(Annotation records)
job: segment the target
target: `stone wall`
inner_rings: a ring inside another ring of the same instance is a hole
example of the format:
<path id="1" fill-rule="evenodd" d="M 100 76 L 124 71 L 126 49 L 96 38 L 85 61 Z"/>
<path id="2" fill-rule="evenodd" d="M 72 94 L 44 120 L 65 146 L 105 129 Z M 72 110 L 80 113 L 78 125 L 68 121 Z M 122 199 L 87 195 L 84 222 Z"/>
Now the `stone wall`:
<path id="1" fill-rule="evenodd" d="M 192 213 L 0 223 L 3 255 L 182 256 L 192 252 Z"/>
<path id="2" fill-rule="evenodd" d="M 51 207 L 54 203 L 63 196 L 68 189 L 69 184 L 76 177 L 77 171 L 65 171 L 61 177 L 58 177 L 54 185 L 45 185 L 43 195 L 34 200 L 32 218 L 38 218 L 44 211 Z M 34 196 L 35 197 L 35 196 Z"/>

**Short problem:**
Reproduce every item above with "stone wall" swapped for "brick wall" and nothing else altered.

**Solution below:**
job: segment the target
target: `brick wall`
inner_rings: a ring inside another ring of the same instance is a hole
example of the format:
<path id="1" fill-rule="evenodd" d="M 100 76 L 124 71 L 126 49 L 96 38 L 85 61 Z"/>
<path id="2" fill-rule="evenodd" d="M 72 94 L 44 120 L 65 146 L 105 129 Z M 72 110 L 80 113 L 78 125 L 68 121 Z M 122 199 L 87 195 L 84 222 Z"/>
Now the `brick wall`:
<path id="1" fill-rule="evenodd" d="M 192 213 L 0 223 L 3 255 L 182 256 L 192 252 Z"/>
<path id="2" fill-rule="evenodd" d="M 51 207 L 54 203 L 63 196 L 68 189 L 69 184 L 76 177 L 77 171 L 65 171 L 61 177 L 58 177 L 54 185 L 45 185 L 43 195 L 34 200 L 32 218 L 38 218 L 44 211 Z M 34 196 L 35 197 L 35 196 Z"/>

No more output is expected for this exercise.